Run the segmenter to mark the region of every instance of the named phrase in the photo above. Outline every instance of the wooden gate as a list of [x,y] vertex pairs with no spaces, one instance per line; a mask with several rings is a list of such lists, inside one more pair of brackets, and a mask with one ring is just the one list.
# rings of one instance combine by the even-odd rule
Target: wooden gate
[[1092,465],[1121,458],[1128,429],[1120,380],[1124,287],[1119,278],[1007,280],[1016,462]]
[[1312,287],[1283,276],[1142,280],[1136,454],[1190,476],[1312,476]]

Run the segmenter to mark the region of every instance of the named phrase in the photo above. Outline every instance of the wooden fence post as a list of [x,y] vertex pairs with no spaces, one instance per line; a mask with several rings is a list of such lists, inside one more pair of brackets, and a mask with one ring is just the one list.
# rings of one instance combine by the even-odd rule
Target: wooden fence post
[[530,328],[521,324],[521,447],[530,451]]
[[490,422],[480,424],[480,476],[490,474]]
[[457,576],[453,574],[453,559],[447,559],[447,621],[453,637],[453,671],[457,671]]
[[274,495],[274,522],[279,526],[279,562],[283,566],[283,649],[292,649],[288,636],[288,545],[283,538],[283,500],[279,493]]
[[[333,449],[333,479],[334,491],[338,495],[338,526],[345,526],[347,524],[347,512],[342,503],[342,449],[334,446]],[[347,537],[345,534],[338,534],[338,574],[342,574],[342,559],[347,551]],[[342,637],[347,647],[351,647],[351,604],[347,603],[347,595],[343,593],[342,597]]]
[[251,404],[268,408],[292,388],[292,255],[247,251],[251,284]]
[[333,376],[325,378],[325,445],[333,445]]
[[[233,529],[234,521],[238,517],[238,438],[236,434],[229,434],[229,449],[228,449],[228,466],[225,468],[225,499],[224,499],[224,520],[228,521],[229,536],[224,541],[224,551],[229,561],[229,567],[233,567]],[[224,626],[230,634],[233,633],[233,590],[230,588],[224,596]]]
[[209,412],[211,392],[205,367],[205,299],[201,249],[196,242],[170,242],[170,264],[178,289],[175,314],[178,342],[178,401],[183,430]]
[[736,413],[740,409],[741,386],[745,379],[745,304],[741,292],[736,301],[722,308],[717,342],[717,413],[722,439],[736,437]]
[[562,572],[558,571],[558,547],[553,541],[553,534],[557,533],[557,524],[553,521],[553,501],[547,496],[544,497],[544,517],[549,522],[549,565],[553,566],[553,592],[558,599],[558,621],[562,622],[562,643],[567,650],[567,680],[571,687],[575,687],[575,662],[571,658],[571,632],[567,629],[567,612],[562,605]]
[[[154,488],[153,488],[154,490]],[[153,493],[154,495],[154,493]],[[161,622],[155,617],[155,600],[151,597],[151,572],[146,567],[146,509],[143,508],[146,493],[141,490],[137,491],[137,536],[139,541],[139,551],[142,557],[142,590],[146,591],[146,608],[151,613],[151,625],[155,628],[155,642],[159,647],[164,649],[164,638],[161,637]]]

→ Directions for this task: Print every record above exactly as written.

→ The result:
Run the segmenter to mark the region of every instance of the named phrase in the photo above. Outline every instance of the wooden gate as a list of [x,y] vertex pairs with no spaces, one instance per line; a mask with several rings is a list of such lists, inside one more pair of brackets, and a mask with one ring is just the one list.
# rings of one instance combine by the even-odd rule
Target: wooden gate
[[1092,465],[1121,458],[1128,429],[1120,380],[1124,287],[1119,278],[1007,280],[1016,462]]
[[1312,287],[1283,276],[1142,280],[1136,454],[1190,476],[1312,476]]

Run the segmenter to mark the region of every instance of the named phrase in the photo above. Outline every instance of the wooden fence post as a list of [x,y] vertex pairs with no spaces, one instance per line; a mask with several rings is a list of such lists, inside one more pair of brackets, and a mask with one ring is just the one list.
# rings of one instance combine by the even-odd rule
Target: wooden fence post
[[530,328],[521,324],[521,447],[530,451]]
[[490,422],[480,424],[480,476],[490,474]]
[[457,576],[453,574],[453,559],[447,559],[447,621],[453,637],[453,671],[457,671]]
[[274,495],[274,522],[279,526],[279,562],[283,566],[283,649],[292,649],[288,636],[288,545],[283,538],[283,500],[279,493]]
[[[333,449],[333,479],[334,491],[338,495],[338,526],[345,526],[347,524],[347,512],[342,503],[342,449],[334,446]],[[347,537],[345,534],[338,534],[338,574],[342,574],[342,559],[347,551]],[[342,637],[347,647],[351,647],[351,604],[347,603],[347,595],[343,593],[342,597]]]
[[251,404],[268,408],[292,388],[292,255],[247,251],[251,284]]
[[333,376],[325,378],[325,445],[333,445]]
[[[233,529],[234,521],[238,517],[238,438],[236,434],[229,434],[229,449],[228,449],[228,466],[225,468],[225,499],[224,499],[224,520],[228,521],[229,536],[224,541],[224,551],[229,561],[229,567],[233,567]],[[224,626],[230,634],[233,633],[233,590],[230,588],[224,596]]]
[[209,412],[211,392],[205,367],[205,299],[201,249],[196,242],[170,242],[170,264],[178,289],[175,314],[178,342],[178,401],[183,430]]
[[736,413],[740,409],[741,386],[745,379],[745,304],[741,292],[736,301],[722,308],[717,342],[717,413],[722,439],[736,437]]
[[562,572],[558,571],[558,547],[553,541],[553,534],[557,533],[557,524],[553,521],[553,501],[547,496],[544,497],[544,517],[549,522],[549,565],[553,566],[553,592],[558,599],[558,621],[562,622],[562,643],[567,650],[567,680],[571,687],[575,687],[575,662],[571,658],[571,632],[567,629],[567,612],[562,605]]
[[[154,488],[153,488],[154,490]],[[153,493],[154,495],[154,493]],[[161,622],[155,617],[155,600],[151,597],[151,572],[146,567],[146,509],[143,508],[146,493],[141,490],[137,491],[137,536],[139,541],[139,551],[142,557],[142,590],[146,591],[146,608],[151,613],[151,625],[155,628],[155,642],[159,647],[164,649],[164,638],[161,637]]]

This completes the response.